Make an exact copy of the entries, and keep any pictures out of it.
——
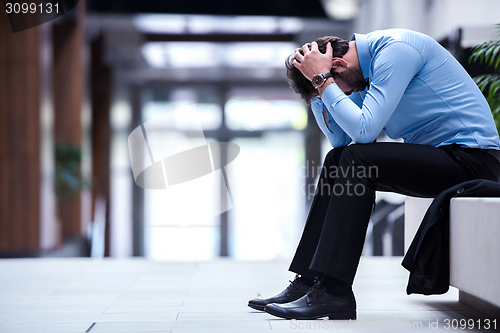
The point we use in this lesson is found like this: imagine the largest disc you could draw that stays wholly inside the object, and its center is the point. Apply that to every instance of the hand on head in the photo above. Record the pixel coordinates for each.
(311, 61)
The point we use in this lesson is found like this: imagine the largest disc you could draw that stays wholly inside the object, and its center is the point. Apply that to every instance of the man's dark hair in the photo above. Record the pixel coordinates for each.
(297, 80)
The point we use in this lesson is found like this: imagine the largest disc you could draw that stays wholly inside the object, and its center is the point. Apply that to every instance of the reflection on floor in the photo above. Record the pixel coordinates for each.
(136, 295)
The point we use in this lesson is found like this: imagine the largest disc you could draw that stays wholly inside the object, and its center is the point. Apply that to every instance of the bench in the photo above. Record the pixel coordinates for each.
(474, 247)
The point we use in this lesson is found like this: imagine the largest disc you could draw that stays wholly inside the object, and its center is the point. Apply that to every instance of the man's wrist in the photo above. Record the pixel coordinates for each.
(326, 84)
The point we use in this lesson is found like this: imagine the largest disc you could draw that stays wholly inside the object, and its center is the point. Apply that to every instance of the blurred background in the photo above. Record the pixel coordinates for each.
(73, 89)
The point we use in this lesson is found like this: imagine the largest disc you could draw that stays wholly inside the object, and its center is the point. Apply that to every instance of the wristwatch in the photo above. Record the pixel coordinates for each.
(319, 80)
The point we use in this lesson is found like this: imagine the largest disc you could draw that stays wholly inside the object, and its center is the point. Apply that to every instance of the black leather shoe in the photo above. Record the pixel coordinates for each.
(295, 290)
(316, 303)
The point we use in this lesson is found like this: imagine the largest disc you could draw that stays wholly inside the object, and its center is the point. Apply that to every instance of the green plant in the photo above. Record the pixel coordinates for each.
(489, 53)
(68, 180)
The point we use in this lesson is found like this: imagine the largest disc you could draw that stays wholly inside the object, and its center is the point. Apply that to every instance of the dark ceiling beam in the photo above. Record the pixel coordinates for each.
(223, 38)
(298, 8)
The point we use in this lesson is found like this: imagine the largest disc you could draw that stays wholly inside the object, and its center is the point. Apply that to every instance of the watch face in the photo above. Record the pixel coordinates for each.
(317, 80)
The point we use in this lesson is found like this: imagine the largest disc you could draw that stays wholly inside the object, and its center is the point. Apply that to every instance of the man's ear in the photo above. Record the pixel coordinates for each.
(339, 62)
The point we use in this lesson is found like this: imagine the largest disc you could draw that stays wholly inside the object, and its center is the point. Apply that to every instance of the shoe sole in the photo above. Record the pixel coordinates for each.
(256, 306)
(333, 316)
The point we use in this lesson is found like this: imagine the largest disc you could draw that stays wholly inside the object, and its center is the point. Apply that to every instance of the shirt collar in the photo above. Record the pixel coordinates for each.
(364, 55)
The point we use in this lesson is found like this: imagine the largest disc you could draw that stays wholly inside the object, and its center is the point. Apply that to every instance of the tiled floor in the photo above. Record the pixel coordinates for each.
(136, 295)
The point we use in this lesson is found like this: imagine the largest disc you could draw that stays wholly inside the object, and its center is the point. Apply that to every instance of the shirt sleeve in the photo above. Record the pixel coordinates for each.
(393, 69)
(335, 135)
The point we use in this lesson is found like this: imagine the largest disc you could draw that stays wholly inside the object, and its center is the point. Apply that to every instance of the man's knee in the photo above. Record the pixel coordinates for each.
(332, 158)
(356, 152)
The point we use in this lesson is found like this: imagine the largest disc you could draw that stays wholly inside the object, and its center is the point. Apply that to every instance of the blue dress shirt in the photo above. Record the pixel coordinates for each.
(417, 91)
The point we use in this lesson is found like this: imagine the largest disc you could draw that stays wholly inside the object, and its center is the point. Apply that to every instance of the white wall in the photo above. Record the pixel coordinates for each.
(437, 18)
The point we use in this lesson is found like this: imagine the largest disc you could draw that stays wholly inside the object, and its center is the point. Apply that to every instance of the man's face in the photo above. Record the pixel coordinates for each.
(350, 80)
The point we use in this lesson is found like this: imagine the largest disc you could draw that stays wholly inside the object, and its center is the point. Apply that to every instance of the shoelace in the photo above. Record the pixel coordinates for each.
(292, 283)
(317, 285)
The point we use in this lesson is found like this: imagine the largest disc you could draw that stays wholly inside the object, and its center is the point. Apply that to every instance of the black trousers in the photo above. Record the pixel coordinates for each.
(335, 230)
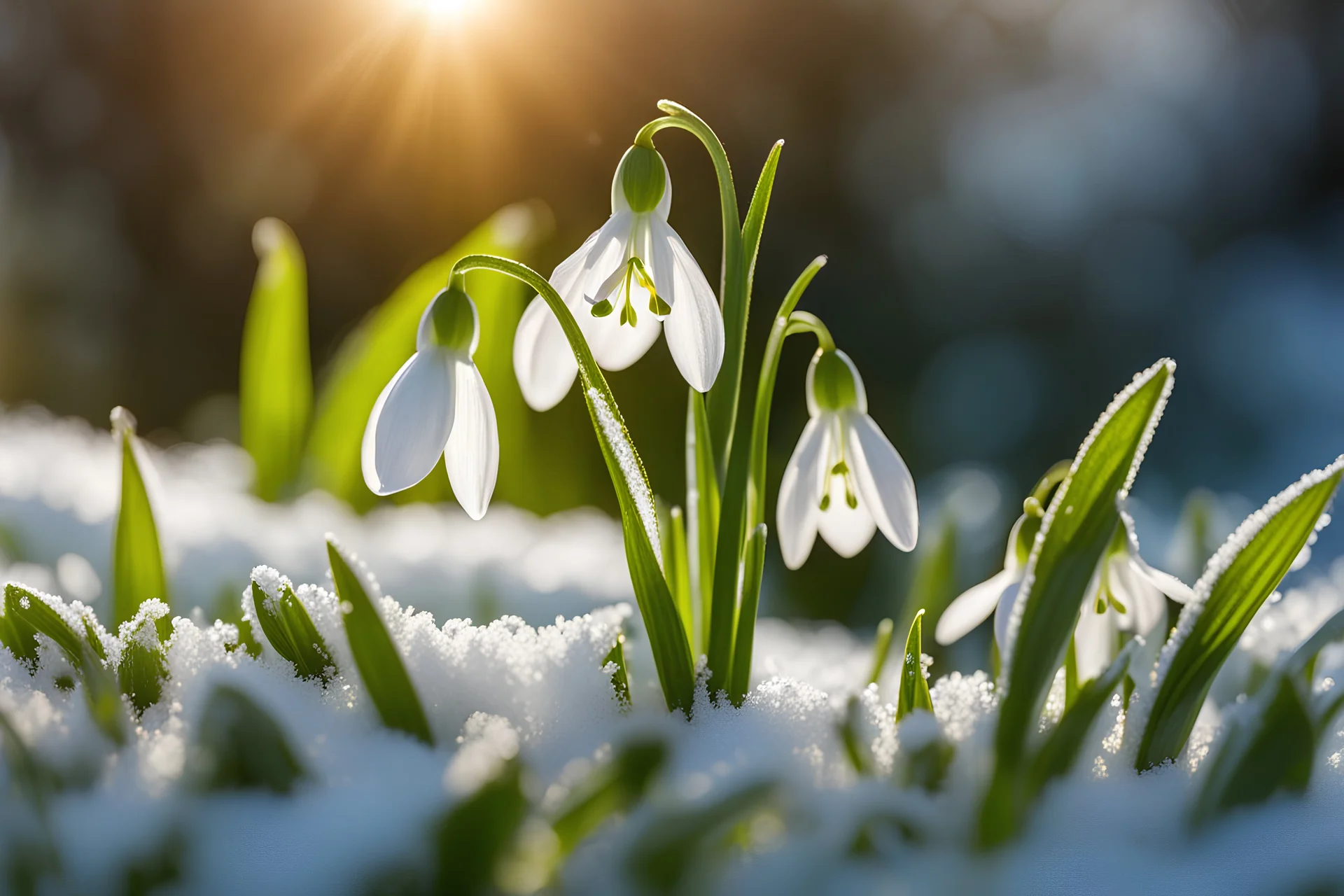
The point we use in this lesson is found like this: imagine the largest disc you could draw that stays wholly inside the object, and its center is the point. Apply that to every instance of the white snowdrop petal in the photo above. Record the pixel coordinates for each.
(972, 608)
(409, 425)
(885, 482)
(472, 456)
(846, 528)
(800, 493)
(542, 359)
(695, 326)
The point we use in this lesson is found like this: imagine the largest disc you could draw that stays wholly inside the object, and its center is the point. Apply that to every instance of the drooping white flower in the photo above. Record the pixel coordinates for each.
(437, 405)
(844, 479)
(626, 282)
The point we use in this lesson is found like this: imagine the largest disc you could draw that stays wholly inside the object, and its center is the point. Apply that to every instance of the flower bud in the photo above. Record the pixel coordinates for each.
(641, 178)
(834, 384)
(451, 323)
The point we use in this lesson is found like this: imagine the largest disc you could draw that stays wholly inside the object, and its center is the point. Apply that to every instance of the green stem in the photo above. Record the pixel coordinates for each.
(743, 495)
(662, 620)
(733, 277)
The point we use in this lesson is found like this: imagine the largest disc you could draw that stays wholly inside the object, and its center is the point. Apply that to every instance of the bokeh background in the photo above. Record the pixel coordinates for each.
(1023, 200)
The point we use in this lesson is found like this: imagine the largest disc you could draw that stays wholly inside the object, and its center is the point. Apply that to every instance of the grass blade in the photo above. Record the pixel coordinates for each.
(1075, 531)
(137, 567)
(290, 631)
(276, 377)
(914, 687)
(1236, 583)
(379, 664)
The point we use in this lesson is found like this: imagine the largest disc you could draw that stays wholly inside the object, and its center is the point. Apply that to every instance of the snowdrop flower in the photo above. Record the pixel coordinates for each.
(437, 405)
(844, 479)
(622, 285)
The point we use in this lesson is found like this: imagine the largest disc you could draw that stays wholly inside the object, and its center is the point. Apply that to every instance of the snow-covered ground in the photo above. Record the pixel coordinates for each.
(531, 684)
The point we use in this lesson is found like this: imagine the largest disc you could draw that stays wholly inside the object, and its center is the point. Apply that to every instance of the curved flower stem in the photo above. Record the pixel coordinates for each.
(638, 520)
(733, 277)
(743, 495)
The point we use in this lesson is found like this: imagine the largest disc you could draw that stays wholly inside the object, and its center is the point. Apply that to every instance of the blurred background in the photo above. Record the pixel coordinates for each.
——
__Answer for this exercise__:
The point we use in this lesson is found like this: imagine the largest disc you could draw that stays wholly inside the object, and its center is the point. Apply that to every instance of the hand on head in the photo above. Record the pixel coordinates for each.
(311, 61)
The point we use in this lesson is found like this: imagine the largest disc you could draw that stays wholly inside the object, and its center is the point. Apply that to every instance of the man's dark hair in the photo above. Record the pixel coordinates for each.
(297, 80)
The point we use in this lesson is found like this: imagine the largest disc you could draw that stays wholly inside the object, and its center is the point. Apply that to every instance of the reflection on floor in the photo above. Record the pixel coordinates for each.
(136, 295)
The point we use in this lesson is found like this: imagine the largest disc you could draw that stays wholly inside the object, and its center is the point. Apply that to every instance of the bench in the photo above. Record the pixel coordinates for each.
(474, 247)
The point we use in this lesson is found like this: imagine the largest disc you could draw that stays wholly inside the object, and its center is the point. Apply that to every instance of the man's wrist in the photo above. Record the pixel coordinates for each.
(326, 84)
The point we use in this lesson is found like this: imagine the largest disc you could draw that stays wholly inside the object, and its center is the point. Apply that to every instance of the blurred background in the photo above. Record the pixel coordinates for each.
(73, 89)
The point we use in this lesson is found like this: imagine the largest disc you could draw that stays wholly inside the object, and its center is the point. Apply that to every instance of the wristwatch in the photo above. Record the pixel coordinates for each.
(319, 80)
The point we use in this lesson is found like this: imagine the largest disc you could draw that stays wholly inside the object, and its center is the point. Apply that to every instance of the black leather shoe in the photo above. Record the pixel coordinates for each.
(295, 290)
(316, 303)
The point we use in this lesson is found like this: imagine the largest disc you could draw that stays wholly inside the object, and its center is the point. Apply that to every instance of the green plant in the photo above. Record the pixel coordinates for each.
(489, 53)
(68, 180)
The point we use in this lesson is found like this: imagine the largest disc you could draw that stays wholly inside the object, and its center is the point. Apply that to every instance of the dark ceiling beam in the photo above. Record the pixel coordinates for each.
(223, 38)
(298, 8)
The point we use in this lesson is found like this: imagine the largest disc you could draw that stays wholly inside the object, and its center is the point. Apply that to every instance of the watch face in the photo above. Record the pixel coordinates for each.
(317, 80)
The point we use in this lesson is found like this: imagine the largest disc you could draw that stays wholly inside the object, and its center is the point. Apply that to every instance of the man's ear in the photo above. Record the pixel coordinates for each.
(339, 62)
The point we use in this lesson is found like this: imagine the largest disc you could draw that stays wholly inside the object, and its center is the point. Apply that to every instance of the shoe sole in the photo above. Record the pixel coordinates for each.
(256, 306)
(333, 316)
The point we use in this lesson is found like this: imagine the largest disc you could draw that stays wholly inside the object, and its center is the point. Apply that to every instance of the shirt collar in the photo above. Record the pixel coordinates for each.
(364, 55)
The point we use in this lesson is found like this: imagine the largest disc you could draw that stays wholly inside the object, and its center is the point. Apply that to every instance of the tiled floor in the photo above. Record the pixel coordinates for each.
(136, 295)
The point we use in this lesson is found like this: imagine the largest disc you could draw that stays wholly inside the object, and its center is the point. Apply that to every instance of the shirt sleeve in the photo above. Record the pixel coordinates for each.
(393, 69)
(335, 135)
The point we use in this lesson is found like this: imagine the largest disc you could draw that stays wholly inside the object, and its center is the point. Apply that to every instance of the man's knee in the photo above. Record the pixel coordinates for each.
(332, 158)
(356, 152)
The point we use in this lesson is found like this: imagine the largest disc you could draw that stays wholly inside the object, and its center is the point. Apply that to every instance of the blue dress shirt in the photo above. Record the pixel coordinates for each.
(417, 91)
The point we use in this lesson is found like this: imagine the largest disc you could draw that stays wholly inside the object, and its center is the point. Apply that to every instance of the white wall in the photo above. Record the pixel coordinates for each.
(437, 18)
The point we use in this lesson is found like this: imagine the largest disc you could draw that stays wholly inside the object, and its center is the point. Apply that to every instance of the man's face in the photo above. Record the pixel coordinates for each.
(350, 80)
The point we use in this lesson is found like this: imagine the largest disc you could draw that stays wholly inside the object, and its center is the point. Apply that to every instance of the shoelace in the photo above. Record the pixel coordinates for each.
(292, 283)
(317, 285)
The point we use in this lesson is found like this: imagine the largest disc you could draw that stays wholly inside the object, and its center is the point. Apply that to every instance of the black trousers in the photo above. Record the pixel coordinates for each.
(335, 230)
The point we use in this lesson is found like this: imagine the largest disc you could draw that stays wholly inside the object, and its center is the point. Apply that to every instance of the white snowdrop petal in the photo above. Record the pixel coordinates for each.
(972, 608)
(409, 425)
(885, 482)
(472, 456)
(846, 528)
(800, 493)
(542, 359)
(695, 326)
The point we use in this lesson is found like this: imagine the largest disc you could draw that stays wholly inside the object, and its center is the point. Apply that to every instance of the drooping white flower in the photo above. Record the pixel coordinates for each.
(437, 405)
(844, 479)
(626, 282)
The point we use in this lesson is found like this: imagine the largest disc you could draw that stays wholly inside the object, and its center is the point. Apply that to every instance of the flower bud in the photo above. Record the pixel coordinates for each.
(641, 178)
(834, 384)
(451, 323)
The point we use in this lesson is found like this: imagine the largest disc you could draw that stays wholly inside the object, and its center is the point. Apply that to every instance of the green stem in the photo above. Record the pixel coordinates for each.
(743, 495)
(662, 620)
(733, 277)
The point we use in this lesson is found like this: imagine the largest disc you could draw that stays wholly inside the object, and its center is the point. Apply that to every instance of the bokeh background in the photo above. Record the pixel coordinates for each.
(1023, 200)
The point we use in this lesson is found like this: imagine the largest disc you could draw that stays wholly inside the object, and its center is the point. Apply that to every instance of the grass blade in the photo above. Record the pixel coordinates for each.
(1075, 531)
(137, 567)
(290, 631)
(276, 377)
(914, 687)
(1236, 583)
(379, 664)
The point we use in this lesson is found like this: imagine the largest disc you could draw that stays wholly inside the object, and its center is the point. Apply that to every instance of the snowdrop flower in the photo above. Record the pixel coordinates for each.
(437, 405)
(844, 479)
(622, 285)
The point we use in this lesson is found like this: imagine the largest disc you could draw that stays wholly inside the object, and its center is the point. Apply that to every instance of the snow-covered ground in the photo above. Record the pixel coordinates for each.
(531, 684)
The point we use in this lesson is found like this: imagine the largest disc you could draw that stays wholly inside the object, and its center is the point. Apply that to every instance of the curved flower stem in the photo above. Record the pixel coordinates for each.
(638, 520)
(733, 277)
(743, 495)
The point we use in this lesson is found like this: imagine the largest disc you could draw that stays wholly inside the object, and its center is the point. Apply that to every instance of the blurred background in the photo above. Record the pixel coordinates for each.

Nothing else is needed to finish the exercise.